• YOUR GOAL: Output exactly the lines between the line that contains "Where can the blurred shoulder" and the last line of the material, counting both.

==================================================

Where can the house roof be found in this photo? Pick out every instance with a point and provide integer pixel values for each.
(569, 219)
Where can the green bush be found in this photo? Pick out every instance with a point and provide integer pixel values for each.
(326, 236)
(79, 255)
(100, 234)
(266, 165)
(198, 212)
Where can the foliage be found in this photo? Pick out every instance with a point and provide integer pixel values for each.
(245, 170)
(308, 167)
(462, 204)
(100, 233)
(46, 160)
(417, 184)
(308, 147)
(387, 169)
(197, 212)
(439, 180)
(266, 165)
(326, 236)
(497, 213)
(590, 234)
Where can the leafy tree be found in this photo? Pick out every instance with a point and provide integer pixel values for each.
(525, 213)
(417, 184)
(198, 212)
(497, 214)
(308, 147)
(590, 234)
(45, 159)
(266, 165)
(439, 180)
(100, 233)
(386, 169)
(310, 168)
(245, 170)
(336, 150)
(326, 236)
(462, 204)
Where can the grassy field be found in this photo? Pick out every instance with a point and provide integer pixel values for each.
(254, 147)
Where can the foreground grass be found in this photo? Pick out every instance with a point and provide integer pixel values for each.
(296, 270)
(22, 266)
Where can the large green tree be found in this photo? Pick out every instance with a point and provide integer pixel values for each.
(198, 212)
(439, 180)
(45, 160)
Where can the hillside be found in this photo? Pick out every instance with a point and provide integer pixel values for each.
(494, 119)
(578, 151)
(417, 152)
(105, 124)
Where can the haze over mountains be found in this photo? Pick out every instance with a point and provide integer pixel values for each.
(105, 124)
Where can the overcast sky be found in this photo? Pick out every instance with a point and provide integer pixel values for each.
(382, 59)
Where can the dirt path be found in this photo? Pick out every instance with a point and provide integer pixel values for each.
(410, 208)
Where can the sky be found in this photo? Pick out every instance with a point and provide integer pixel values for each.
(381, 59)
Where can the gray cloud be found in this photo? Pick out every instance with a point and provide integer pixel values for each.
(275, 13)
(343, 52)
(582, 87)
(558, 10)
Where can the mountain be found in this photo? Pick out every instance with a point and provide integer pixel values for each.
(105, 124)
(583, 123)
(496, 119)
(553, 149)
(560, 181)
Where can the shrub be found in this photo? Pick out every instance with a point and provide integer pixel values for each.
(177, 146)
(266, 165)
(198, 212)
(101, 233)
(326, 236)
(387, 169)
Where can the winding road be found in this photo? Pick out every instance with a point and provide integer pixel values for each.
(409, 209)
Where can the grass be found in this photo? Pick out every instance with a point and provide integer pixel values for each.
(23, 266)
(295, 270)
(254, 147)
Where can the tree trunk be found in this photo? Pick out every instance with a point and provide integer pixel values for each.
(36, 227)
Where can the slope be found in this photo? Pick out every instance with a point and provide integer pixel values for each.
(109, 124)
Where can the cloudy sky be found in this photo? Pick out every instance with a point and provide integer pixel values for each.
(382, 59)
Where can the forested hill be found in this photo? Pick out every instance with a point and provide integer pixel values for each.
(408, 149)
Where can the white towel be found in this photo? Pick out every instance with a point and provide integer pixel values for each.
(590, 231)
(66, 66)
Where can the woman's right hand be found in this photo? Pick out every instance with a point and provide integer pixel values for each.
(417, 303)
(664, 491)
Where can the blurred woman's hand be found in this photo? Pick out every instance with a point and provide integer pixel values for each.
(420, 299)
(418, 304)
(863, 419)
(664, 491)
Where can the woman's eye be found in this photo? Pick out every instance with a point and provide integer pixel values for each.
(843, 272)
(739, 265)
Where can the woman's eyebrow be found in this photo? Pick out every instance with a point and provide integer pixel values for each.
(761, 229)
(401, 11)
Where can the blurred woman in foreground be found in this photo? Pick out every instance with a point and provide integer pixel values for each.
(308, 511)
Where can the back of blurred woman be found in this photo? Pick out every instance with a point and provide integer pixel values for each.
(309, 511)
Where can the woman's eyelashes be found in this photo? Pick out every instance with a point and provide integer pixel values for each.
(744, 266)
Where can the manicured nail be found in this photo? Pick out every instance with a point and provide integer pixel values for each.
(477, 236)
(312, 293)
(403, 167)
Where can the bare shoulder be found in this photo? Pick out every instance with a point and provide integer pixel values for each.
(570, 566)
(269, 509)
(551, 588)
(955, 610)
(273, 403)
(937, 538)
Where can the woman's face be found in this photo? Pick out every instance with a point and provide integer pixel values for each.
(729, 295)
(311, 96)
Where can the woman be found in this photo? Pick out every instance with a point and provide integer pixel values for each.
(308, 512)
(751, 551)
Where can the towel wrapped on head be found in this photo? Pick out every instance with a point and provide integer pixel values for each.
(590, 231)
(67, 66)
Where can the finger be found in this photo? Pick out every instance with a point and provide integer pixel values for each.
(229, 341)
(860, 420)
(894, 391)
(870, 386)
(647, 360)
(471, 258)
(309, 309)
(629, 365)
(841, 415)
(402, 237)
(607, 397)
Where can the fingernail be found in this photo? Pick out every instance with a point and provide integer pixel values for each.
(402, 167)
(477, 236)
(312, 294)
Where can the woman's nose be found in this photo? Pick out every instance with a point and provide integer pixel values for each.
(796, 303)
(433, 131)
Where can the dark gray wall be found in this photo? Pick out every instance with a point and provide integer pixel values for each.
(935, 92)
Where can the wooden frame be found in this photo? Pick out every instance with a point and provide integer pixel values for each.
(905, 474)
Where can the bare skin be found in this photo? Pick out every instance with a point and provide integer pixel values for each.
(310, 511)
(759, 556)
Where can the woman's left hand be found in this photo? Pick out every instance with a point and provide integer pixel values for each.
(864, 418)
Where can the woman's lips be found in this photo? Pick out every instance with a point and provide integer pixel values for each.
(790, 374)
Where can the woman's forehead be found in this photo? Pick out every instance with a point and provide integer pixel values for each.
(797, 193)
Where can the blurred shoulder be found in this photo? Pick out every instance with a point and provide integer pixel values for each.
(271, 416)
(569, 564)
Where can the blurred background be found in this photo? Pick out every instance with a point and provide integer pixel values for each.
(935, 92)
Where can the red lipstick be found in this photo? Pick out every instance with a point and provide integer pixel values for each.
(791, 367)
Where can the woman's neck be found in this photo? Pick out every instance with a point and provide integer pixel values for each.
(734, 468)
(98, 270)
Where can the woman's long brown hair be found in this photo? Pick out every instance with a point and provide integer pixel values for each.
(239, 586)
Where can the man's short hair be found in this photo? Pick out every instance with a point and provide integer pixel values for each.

==================================================

• CORRECT RESULT:
Where can the blurred shoulder be found in this photo? Pick out every instance with a point and provide integer pixel values for each.
(271, 416)
(569, 564)
Where can the blurred background be found in this photo? Pick out every instance with a point and provide integer pixel values for each.
(935, 92)
Where can the red lipstick be found in this photo? Pick out every instance with a point and provide integer pixel values for each.
(791, 367)
Where can the woman's neck be found in this photo? Pick out every instance with a point and provide integer pixel values for each.
(734, 468)
(98, 270)
Where can the woman's long brown hair be found in this photo? Pick out every instance with a point and provide integer pixel values for each.
(239, 586)
Where can the man's short hair be found in this photo? Pick out every instance with a point and provide integer pixel values for each.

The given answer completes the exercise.